Goal => All of the data below must be repeated exactly.

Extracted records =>
· · · ·
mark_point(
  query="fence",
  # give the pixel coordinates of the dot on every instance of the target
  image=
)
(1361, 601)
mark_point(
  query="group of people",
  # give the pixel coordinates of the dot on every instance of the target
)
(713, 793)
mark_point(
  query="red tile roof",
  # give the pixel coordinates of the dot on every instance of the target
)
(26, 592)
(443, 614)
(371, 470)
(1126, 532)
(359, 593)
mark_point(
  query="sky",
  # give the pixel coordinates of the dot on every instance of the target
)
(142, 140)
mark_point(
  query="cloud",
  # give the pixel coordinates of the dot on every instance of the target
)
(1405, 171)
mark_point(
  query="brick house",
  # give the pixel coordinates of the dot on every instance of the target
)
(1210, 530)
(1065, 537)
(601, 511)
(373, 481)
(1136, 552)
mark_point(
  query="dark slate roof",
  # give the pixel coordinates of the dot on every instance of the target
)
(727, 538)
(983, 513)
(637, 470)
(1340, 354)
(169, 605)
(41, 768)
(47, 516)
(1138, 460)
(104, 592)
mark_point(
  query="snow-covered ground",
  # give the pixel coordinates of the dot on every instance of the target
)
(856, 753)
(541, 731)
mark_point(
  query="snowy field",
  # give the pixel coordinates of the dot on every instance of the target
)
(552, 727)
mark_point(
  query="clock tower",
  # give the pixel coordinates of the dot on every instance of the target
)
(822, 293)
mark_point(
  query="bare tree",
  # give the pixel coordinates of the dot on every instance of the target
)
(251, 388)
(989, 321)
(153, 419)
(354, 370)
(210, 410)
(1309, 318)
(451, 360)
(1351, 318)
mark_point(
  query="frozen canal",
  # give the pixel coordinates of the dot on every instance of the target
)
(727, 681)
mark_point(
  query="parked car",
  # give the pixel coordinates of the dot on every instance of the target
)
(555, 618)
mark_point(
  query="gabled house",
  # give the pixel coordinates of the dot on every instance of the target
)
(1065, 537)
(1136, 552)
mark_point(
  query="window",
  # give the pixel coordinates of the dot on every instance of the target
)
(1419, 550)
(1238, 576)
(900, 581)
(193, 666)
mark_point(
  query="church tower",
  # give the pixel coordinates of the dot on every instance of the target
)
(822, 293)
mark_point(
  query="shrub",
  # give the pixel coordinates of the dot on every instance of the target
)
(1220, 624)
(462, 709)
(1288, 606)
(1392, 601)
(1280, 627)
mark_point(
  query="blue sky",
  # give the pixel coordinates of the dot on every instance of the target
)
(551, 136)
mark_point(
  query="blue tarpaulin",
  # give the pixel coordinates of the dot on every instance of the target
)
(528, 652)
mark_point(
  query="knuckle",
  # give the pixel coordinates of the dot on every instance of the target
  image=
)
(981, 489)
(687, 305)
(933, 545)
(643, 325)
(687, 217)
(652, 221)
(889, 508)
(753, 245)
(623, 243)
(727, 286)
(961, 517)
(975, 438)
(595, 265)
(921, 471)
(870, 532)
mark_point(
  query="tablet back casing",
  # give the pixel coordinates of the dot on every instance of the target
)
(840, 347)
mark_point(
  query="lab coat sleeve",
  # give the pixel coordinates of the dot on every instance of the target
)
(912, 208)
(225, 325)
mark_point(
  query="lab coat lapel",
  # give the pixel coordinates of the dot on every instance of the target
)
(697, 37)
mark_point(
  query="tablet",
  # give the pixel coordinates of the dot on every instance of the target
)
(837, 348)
· · · ·
Response to this task =>
mark_point(
  query="fence",
  # give the pixel coordinates of the dot on every instance of the target
  image=
)
(1361, 601)
mark_point(
  query="group of people",
  # give the pixel coordinates of the dot on every instance of the target
)
(713, 793)
mark_point(
  query="red tile roof",
  # give the pixel coordinates of the dot on every instance of the target
)
(26, 592)
(443, 614)
(371, 470)
(1126, 532)
(359, 593)
mark_point(
  query="sky",
  # give the pixel coordinates of the dot on every instance of the target
)
(142, 140)
mark_point(
  query="cloud",
  # give the pixel coordinates of the dot on every instance of the target
)
(1405, 171)
mark_point(
  query="brick house",
  # give the pixel coordinates of the dot on every instance of the target
)
(1210, 530)
(1065, 537)
(601, 511)
(373, 481)
(1136, 552)
mark_point(
  query="dark slate roof",
  # give the pixel coordinates of the dot on every instance of the target
)
(727, 538)
(983, 513)
(637, 470)
(1340, 354)
(169, 605)
(41, 768)
(47, 516)
(1138, 460)
(104, 592)
mark_point(
  query="snow-covered ground",
  # give the pixel coordinates of the dot on every instance of the target
)
(856, 753)
(541, 731)
mark_point(
  query="snowy field",
  # give the pixel coordinates of the dot on every instance of the target
)
(552, 727)
mark_point(
  query="clock tower",
  # give the pixel coordinates of the dot on every instance of the target
)
(822, 293)
mark_point(
  query="bare tree",
  # give the pixel coordinates of the dot on every instance of the target
)
(251, 388)
(989, 321)
(153, 419)
(354, 370)
(210, 410)
(1309, 318)
(451, 360)
(1351, 318)
mark_point(
  query="frozen canal",
  # give the pixel coordinates of the dot on every instance of the target
)
(727, 681)
mark_point(
  query="parked car",
  # give the pixel coordinates of the dot on every instance of the target
)
(555, 618)
mark_point(
  query="gabled house",
  # give the pixel coordinates of the dot on every instance of the target
)
(1065, 537)
(1136, 552)
mark_point(
  query="window",
  # give the pixel coordinates of the dot on every instance of the target
)
(1419, 550)
(1238, 576)
(900, 581)
(193, 666)
mark_point(
  query="church tower",
  # give the pixel coordinates of the dot on every instance of the target
)
(822, 293)
mark_point(
  query="shrub",
  # give the pixel coordinates of the dot on every instance of the target
)
(1220, 624)
(462, 709)
(1288, 606)
(1392, 601)
(1280, 627)
mark_point(
  query="blue sky",
  # give the pixel coordinates of the dot on every instance of the target
)
(551, 136)
mark_point(
  query="blue tarpaulin",
  # give the pixel coordinates of the dot on every instance of the target
)
(528, 652)
mark_point(
  query="knuckle",
  # give the pixel coordinates of the dot on every instance of the target
  image=
)
(981, 489)
(687, 305)
(933, 545)
(643, 325)
(687, 217)
(652, 221)
(889, 508)
(753, 245)
(623, 243)
(727, 286)
(961, 517)
(975, 438)
(595, 265)
(921, 471)
(870, 532)
mark_point(
  query="tablet back casing",
  # give the pixel coordinates of the dot on every instance of the target
)
(840, 347)
mark_point(
  query="lab coat sleeve",
  # give the pixel coordinates of the dot on every instance of the target
)
(912, 208)
(225, 325)
mark_point(
  query="lab coat lapel",
  # give the pixel coordinates of the dot on every instance of the target
)
(697, 37)
mark_point(
  query="tablet",
  # give the pixel coordinates of the dot on every instance of the target
)
(837, 348)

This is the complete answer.